Entlang der Grenze war alles so ruhig, dass Israel die
Alarmstufe herabsetzte und anstelle von Panzern nun Humvey-Jeeps für die
Patrouillen entlang der Grenze einsetzte, teilweise nur wenige Meter von
Hisbollahstellungen jenseits des Stacheldrahts entfernt. Die Hisbollah
nutzte das aus und griff die Jeeps in einem elektronisch nicht mit Kameras
gesicherten Grenzgebiet an. Die israelische Armee benötigte über eine
Stunde, bis sie auf die Verschleppung reagierte, viel zu spät, um sich den
Entführern auf die Fersen zu setzen. Die Hisbollah hatte dazu mit
Katjuscharaketen entlang der gesamten Grenze vom Mittelmeer bis Kirjat
Schmone ein Ablenkungsmanöver gestartet. Die
peinliche Schlappe, nur zwei Wochen nach der anderen Schlappe, als
Hamaskämpfer in ihren Panzern schlafende Soldaten an der Grenze zu Gaza von
hinten angriffen, löste bei Israels noch unerfahrenen Ministern einen
starken Willen zur harten Reaktion aus. Der vom Gewerkschaftsführer zum
Verteidigungsminister mutierte Amir Peretz, eigentlich ein Populist linker
Sozialpolitik, übte sich als Befehlshaber der mächtigen Armee. Auch
Ministerpräsident Ehud Olmert hat keine Militärkarriere hinter sich. Doch
der Beschluss, auf die Attacken der Hamas und der Hisbollah mit
militärischer Härte zu antworten, ist letztlich das Ergebnis einer
politischen Einschätzung. Denn für die Ausführung sorgen die Militärs. Die
haben in ihren Schubladen vorbereitete Angriffspläne für jede denkbare Lage
parat, die sie den Politikern vorlegen können. So
wurde die "Operation gebührender Lohn" befohlen. Nach dem Scheitern der
Osloer Verträge und nach dem völligen Rückzug aus Libanon gab es für Israel
keinen Grund mehr für politische Zurückhaltung. Ob die jetzige Politik der
Militärschläge tatsächlich die gewünschten Erfolge bringen wird, wagt in
Israel noch niemand klar zu beantworten. Die erste
Stufe sieht eine Rundumbelagerung des Libanon vor. In der Nacht rissen
Bomben tiefe Krater in die beiden Startbahnen des einzigen internationalen
Flughafens, im Süden von Beirut. Die israelische Marine kreuzt in den
Küstengewässern. Bei Baalbeck soll sich offenbar die Luftwaffe "um die
Straße nach Damaskus bei Masnaa, dem Tor zur Hölle, kümmern". Gleichzeitig
versucht Israel, die Hisbollah zum Schweigen zu bringen. So wurden
Sendeanlagen von El Manar, dem Fernsehsender der Iran-nahestehenden Miliz,
zerstört. Der terrestrische Empfang wurde unterbrochen, aber über Satellit
ist Al Manar - das Frankreich wegen antisemitischer Hetze aus dem
europäischen Netz entfernt hat - noch zu empfangen.

--*--

_Aufgabenbeschreibung_
Wie lange brauchte die israelische Armee laut dem Text über den Grenzkonflikt mit der Hisbollah, um auf die Verschleppung zu reagieren?

Einträge zur Konturbeschriftung
--*--

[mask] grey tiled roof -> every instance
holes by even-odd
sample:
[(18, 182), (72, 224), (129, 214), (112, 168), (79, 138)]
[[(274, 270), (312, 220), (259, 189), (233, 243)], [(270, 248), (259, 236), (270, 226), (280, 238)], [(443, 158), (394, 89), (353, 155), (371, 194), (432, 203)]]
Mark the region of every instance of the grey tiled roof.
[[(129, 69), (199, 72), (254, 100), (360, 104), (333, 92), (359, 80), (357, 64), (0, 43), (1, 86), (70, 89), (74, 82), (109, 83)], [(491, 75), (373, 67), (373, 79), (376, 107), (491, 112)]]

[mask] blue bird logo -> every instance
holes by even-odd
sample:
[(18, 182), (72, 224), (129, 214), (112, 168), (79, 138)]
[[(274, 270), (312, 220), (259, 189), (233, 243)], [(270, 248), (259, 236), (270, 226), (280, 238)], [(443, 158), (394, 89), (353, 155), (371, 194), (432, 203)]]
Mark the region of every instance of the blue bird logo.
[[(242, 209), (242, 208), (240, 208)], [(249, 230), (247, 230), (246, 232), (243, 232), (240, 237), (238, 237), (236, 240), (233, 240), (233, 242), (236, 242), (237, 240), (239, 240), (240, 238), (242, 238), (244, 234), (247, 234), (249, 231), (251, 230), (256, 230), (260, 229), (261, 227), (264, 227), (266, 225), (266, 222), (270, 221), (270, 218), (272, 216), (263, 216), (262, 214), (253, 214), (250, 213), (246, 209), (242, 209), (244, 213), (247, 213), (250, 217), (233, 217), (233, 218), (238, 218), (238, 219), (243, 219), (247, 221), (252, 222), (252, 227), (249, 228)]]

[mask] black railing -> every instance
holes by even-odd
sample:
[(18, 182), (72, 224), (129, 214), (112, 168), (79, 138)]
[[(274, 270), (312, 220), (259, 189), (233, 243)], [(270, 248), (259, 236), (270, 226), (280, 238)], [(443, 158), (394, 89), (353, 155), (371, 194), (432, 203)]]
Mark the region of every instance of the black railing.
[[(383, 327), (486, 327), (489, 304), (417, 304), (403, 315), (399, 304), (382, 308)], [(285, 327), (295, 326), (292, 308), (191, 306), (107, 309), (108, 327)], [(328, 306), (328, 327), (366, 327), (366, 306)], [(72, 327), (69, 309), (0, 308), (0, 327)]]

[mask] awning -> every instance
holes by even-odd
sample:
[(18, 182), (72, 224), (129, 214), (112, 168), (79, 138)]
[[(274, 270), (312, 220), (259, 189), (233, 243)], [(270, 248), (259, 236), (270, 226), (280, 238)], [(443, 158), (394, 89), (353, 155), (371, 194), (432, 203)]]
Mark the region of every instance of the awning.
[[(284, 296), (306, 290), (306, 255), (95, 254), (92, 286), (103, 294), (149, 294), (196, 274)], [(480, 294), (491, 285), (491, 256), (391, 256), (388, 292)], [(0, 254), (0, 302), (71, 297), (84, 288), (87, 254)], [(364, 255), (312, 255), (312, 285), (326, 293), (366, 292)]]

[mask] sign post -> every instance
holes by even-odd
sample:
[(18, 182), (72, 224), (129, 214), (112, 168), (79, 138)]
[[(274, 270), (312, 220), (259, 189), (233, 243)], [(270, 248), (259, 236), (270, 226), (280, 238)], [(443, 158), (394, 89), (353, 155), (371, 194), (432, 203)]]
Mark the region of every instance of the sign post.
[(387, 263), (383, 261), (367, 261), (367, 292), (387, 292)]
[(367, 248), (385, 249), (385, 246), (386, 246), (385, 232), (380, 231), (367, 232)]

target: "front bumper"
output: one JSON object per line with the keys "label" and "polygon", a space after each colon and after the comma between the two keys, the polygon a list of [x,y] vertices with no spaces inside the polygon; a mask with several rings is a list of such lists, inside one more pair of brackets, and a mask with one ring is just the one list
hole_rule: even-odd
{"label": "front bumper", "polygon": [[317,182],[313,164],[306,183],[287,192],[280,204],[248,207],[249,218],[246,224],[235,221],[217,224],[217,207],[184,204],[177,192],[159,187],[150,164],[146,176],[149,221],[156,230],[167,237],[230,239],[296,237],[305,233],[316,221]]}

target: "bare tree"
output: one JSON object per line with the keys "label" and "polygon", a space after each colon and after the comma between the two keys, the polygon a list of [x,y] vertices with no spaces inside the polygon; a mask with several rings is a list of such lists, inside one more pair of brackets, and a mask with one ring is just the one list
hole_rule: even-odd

--*--

_Endergebnis_
Über eine Stunde.